Предложенный текст:
Дальше, по Минкину, Татьяна «промчалась по саду, мимо оторопевших служанок, собиравших малину». В Малинниках в пушкинское время парка и сада еще не было. Все насаждения вокруг нового дома были тоже новые – едва тронувшиеся в рост деревья и кусты. Так что 17-летней девушке Татьяне вовсе не требовались, как «догадывается» Александр Викторович, навыки «каратиста (черный пояс, XII дан)», чтобы «кусты сирен переломать, по цветникам летя к ручью»: до ручек для лопат и топорищ, которые «русские мужики делали из очень прочных стволиков сирени», в этом имении еще очень даже далеко.

Выдержки из данных:
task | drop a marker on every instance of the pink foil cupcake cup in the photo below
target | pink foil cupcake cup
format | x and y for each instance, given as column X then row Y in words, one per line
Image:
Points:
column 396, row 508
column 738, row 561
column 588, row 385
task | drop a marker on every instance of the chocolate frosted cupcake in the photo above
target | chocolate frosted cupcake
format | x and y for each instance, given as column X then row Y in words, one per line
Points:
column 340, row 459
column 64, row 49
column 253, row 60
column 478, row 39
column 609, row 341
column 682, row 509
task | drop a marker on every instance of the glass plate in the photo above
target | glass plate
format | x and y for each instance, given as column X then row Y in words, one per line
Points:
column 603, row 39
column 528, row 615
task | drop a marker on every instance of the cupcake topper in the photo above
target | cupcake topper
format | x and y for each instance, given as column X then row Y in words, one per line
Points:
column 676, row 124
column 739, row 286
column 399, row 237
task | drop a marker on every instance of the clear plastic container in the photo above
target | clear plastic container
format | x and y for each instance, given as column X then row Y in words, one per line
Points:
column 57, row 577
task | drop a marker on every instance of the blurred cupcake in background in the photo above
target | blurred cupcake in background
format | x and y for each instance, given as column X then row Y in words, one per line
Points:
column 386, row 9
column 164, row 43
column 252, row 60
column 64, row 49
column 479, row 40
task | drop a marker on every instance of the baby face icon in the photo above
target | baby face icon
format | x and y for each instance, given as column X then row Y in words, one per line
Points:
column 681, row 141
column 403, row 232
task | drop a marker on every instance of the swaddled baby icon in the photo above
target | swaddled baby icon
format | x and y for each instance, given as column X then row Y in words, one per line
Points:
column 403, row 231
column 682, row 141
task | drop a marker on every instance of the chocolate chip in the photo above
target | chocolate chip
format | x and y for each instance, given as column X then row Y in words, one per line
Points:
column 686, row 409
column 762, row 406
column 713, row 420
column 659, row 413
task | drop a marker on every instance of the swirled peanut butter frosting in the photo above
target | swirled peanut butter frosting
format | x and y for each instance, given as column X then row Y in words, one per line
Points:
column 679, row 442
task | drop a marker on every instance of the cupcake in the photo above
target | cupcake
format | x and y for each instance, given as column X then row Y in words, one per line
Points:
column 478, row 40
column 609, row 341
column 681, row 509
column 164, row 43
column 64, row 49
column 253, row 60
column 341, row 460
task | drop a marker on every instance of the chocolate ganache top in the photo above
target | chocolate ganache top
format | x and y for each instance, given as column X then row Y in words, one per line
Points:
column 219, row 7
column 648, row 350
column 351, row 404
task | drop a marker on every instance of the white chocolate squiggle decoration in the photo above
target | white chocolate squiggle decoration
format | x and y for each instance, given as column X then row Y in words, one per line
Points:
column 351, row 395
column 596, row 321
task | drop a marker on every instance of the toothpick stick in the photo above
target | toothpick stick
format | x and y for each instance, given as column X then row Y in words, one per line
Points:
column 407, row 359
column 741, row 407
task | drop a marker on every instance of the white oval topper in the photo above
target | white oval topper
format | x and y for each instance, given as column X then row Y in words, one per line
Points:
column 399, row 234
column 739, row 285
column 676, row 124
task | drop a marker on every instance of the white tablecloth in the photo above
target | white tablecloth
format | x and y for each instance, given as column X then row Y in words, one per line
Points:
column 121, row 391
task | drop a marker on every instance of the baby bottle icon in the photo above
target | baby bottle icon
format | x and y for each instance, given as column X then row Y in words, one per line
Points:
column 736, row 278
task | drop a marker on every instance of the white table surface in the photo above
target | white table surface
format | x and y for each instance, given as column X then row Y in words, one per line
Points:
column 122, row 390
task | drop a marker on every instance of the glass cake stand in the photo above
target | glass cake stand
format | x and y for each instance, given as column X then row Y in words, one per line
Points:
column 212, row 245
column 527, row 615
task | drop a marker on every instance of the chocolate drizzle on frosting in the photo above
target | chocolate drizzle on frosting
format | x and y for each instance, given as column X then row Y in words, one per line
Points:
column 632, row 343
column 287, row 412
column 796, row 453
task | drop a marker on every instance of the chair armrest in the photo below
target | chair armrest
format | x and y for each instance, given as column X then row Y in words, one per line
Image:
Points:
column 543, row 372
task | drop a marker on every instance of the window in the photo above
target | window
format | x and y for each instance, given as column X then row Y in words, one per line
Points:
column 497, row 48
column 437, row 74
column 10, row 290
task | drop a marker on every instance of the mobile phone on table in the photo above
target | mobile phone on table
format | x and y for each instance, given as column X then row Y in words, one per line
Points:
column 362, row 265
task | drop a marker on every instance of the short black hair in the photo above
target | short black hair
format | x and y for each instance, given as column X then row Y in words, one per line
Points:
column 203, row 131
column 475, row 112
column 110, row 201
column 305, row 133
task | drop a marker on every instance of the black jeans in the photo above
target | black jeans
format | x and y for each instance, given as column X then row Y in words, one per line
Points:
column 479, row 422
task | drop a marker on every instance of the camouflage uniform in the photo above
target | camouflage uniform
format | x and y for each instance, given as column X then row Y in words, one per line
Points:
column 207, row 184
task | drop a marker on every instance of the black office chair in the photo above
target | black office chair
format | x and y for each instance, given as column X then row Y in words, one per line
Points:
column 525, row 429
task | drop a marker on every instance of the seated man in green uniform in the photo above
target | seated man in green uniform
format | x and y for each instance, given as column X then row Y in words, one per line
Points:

Задания к упражнению:
1. Выпишите из текста без изменений отрывок: начните с места, где стоят слова «Дальше, по Минкину, Татьяна», и остановитесь после слов «очень даже далеко.».
2. Чего, согласно тексту, в Малинниках в пушкинское время ещё не было?

Ответы по порядку:
1.
Дальше, по Минкину, Татьяна «промчалась по саду, мимо оторопевших служанок, собиравших малину». В Малинниках в пушкинское время парка и сада еще не было. Все насаждения вокруг нового дома были тоже новые – едва тронувшиеся в рост деревья и кусты. Так что 17-летней девушке Татьяне вовсе не требовались, как «догадывается» Александр Викторович, навыки «каратиста (черный пояс, XII дан)», чтобы «кусты сирен переломать, по цветникам летя к ручью»: до ручек для лопат и топорищ, которые «русские мужики делали из очень прочных стволиков сирени», в этом имении еще очень даже далеко.

2. Парка и сада.